» **Your objective**
The full set of records below is to be reproduced without a single alteration.
####
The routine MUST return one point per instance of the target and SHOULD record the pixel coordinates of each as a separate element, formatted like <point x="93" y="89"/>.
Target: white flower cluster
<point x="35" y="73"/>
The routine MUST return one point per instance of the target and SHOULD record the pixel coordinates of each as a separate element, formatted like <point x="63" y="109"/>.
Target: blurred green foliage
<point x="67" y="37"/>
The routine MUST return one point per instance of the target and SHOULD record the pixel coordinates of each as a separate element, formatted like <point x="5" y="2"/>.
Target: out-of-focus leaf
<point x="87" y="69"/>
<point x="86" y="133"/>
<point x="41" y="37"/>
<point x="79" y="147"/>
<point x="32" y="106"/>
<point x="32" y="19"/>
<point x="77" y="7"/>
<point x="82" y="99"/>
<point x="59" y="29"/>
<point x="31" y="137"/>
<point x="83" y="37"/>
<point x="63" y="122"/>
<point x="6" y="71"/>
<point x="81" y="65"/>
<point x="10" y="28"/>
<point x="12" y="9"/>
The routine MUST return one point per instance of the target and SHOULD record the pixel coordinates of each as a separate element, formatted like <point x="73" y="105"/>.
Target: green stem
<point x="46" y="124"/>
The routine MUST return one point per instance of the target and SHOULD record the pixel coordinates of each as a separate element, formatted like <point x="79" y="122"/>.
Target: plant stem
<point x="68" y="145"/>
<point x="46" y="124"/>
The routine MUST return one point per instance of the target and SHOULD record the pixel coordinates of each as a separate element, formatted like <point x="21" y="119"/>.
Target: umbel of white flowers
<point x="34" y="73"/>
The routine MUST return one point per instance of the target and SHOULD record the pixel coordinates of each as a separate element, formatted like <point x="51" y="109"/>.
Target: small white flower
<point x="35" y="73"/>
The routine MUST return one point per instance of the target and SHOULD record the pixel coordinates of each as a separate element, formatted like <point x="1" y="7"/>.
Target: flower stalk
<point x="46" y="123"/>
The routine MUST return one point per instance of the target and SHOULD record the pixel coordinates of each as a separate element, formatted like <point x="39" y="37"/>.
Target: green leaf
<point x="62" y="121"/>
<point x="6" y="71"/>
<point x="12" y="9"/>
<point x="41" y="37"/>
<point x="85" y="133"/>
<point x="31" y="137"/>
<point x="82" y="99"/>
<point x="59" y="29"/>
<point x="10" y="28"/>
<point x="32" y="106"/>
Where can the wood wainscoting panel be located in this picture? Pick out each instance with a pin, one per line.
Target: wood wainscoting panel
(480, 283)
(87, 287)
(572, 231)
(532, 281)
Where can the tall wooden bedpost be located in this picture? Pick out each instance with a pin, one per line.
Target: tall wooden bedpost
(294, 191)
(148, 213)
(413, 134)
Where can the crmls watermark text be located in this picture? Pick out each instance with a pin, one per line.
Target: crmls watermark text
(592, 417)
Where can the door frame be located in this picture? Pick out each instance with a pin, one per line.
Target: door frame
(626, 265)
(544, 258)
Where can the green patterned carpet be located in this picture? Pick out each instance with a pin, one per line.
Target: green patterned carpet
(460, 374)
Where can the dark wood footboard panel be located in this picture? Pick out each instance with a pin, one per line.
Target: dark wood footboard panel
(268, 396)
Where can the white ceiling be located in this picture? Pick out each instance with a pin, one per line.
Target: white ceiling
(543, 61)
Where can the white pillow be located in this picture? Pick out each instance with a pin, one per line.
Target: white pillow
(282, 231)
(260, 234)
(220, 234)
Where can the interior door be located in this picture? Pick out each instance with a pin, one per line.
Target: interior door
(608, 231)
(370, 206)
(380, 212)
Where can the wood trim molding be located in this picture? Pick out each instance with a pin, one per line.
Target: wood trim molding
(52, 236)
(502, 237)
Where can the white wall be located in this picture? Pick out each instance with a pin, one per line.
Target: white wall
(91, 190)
####
» **Exercise solution**
The routine MUST return one point per instance of the target and SHOULD record the pixel coordinates of each as a separate element, formatted like <point x="93" y="89"/>.
Target: white flower cluster
<point x="35" y="73"/>
The routine MUST return one point per instance of the target and SHOULD record the pixel coordinates of each as a separate element, formatted like <point x="63" y="109"/>.
Target: blurred green foliage
<point x="67" y="37"/>
The routine MUST return one point per instance of the target and SHOULD record the pixel coordinates of each as a separate element, formatted like <point x="5" y="2"/>.
Target: out-of-focus leaf
<point x="87" y="69"/>
<point x="86" y="133"/>
<point x="41" y="37"/>
<point x="79" y="147"/>
<point x="32" y="106"/>
<point x="32" y="19"/>
<point x="77" y="7"/>
<point x="82" y="99"/>
<point x="59" y="29"/>
<point x="31" y="137"/>
<point x="83" y="37"/>
<point x="63" y="122"/>
<point x="6" y="71"/>
<point x="81" y="65"/>
<point x="10" y="28"/>
<point x="12" y="9"/>
The routine MUST return one point per instance of the target and SHOULD record the pixel coordinates of each as a separate element, formatted like <point x="73" y="105"/>.
Target: green stem
<point x="46" y="124"/>
The routine MUST return one point per instance of the target and SHOULD record the pixel coordinates of each as a separate element, formatted like <point x="79" y="122"/>.
Target: plant stem
<point x="68" y="145"/>
<point x="46" y="124"/>
The routine MUST return one point per instance of the target and SHOULD record the pixel coordinates of each as a separate element, formatted like <point x="21" y="119"/>.
Target: umbel of white flowers
<point x="34" y="73"/>
The routine MUST return one point per instance of the target and SHOULD record the pixel coordinates of each as a separate element, formatted like <point x="51" y="109"/>.
Target: small white flower
<point x="35" y="73"/>
The routine MUST return one point per instance of the target and SHOULD record the pixel coordinates of each as a separate element, formatted like <point x="1" y="7"/>.
Target: flower stalk
<point x="46" y="123"/>
The routine MUST return one point per instance of the target and SHOULD record the pixel coordinates of each as a separate element, formatted like <point x="39" y="37"/>.
Target: green leaf
<point x="62" y="121"/>
<point x="6" y="71"/>
<point x="12" y="9"/>
<point x="41" y="37"/>
<point x="85" y="133"/>
<point x="31" y="137"/>
<point x="82" y="99"/>
<point x="59" y="29"/>
<point x="10" y="28"/>
<point x="32" y="106"/>
Where can the wood wainscoting panel be located in this picture? Pick out each instance with a pin, one per line.
Target: wood wainscoting panel
(480, 283)
(87, 287)
(572, 231)
(532, 281)
Where can the tall wooden bedpost be located in this picture? Pick out each instance with a pin, one per line.
Target: tall wooden bedpost
(294, 191)
(148, 213)
(413, 134)
Where can the crmls watermark text be located in this picture? Pick out each instance with a pin, one per line.
Target: crmls watermark text
(592, 417)
Where can the door frame be located in this picture? Pick out each instance with a pin, one per line.
Target: door frame
(626, 265)
(544, 258)
Where can the green patterned carpet be located in this picture? Pick out each instance with a pin, one per line.
Target: green patterned carpet
(460, 374)
Where can the dark wood footboard panel be located in this picture? Pick out each instance with a pin, one per line.
Target: dark wood footboard panel
(268, 396)
Where can the white ceiling be located in this picture? Pick out each instance with a pin, one per line.
Target: white ceiling
(543, 61)
Where can the white pillow be located in this picture? Pick out each instance with a pin, one per line.
Target: white pillow
(282, 231)
(260, 234)
(220, 234)
Where can the interior door be located in this picture? Pick out each instance with a pin, one per line.
Target: interior door
(608, 231)
(370, 206)
(380, 212)
Where can the wood trim molding be located in this picture? Pick out each instance with a pin, one per line.
Target: wood trim molding
(52, 236)
(502, 237)
Where can the white wall be located in this picture? Pick out each instance with a pin, one per line.
Target: white wall
(91, 190)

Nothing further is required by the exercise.